_Goals_.
**1.** According to the commodity positioning summary, by how much did the Bloomberg Commodity Index rise?
**2.** Copy out the commodity positioning summary word for word, starting at "This summary highlights" and ending at "to the upside.".

_Document segment_.
COT: Rising oil short; Specs left blindsided in natural gas and coffee
Head of Commodity Strategy
Summary: The Commitments of Traders report covering commodity positions held and changes made by money managers in the week to September 8. Risk appetite returned with the S&P 500 Index rising by 2.1% while the dollar traded lower and bonds were unchanged. The commodity sector saw broad gains with hedge funds continuing to accumulate longs in grains and metals while energy and softs were mixed.
Saxo Bank publishes two weekly Commitment of Traders reports (COT) covering leveraged fund positions in commodities, bonds and stock index futures. For IMM currency futures and the VIX, we use the broader measure called non-commercial.
This summary highlights futures positions and changes made by speculators such as hedge funds and CTA’s across 24 major commodity futures up until last Tuesday, September 15.
The Bloomberg Commodity Index rose by 0.6% with price gains seen in all but four of the 24 major futures market tracked in this report. The change was in response to a weaker dollar, improved risk sentiment as U.S. mega cap stocks bounced and not least continued strong demand from China where some key economic data surprised to the upside.

_Recorded data_.

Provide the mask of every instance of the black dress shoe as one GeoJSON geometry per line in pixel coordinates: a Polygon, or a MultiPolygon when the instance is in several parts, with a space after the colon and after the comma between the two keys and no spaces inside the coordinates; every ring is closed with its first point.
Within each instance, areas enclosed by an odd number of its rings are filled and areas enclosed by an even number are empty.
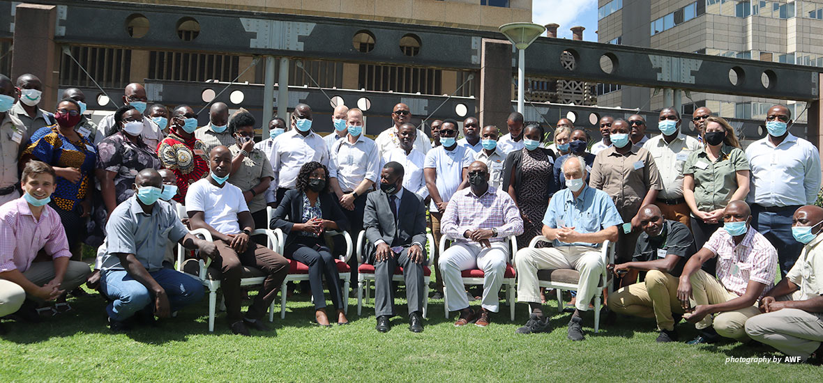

_Answer list_.
**1.** 0.6%

**2.**
This summary highlights futures positions and changes made by speculators such as hedge funds and CTA’s across 24 major commodity futures up until last Tuesday, September 15.
The Bloomberg Commodity Index rose by 0.6% with price gains seen in all but four of the 24 major futures market tracked in this report. The change was in response to a weaker dollar, improved risk sentiment as U.S. mega cap stocks bounced and not least continued strong demand from China where some key economic data surprised to the upside.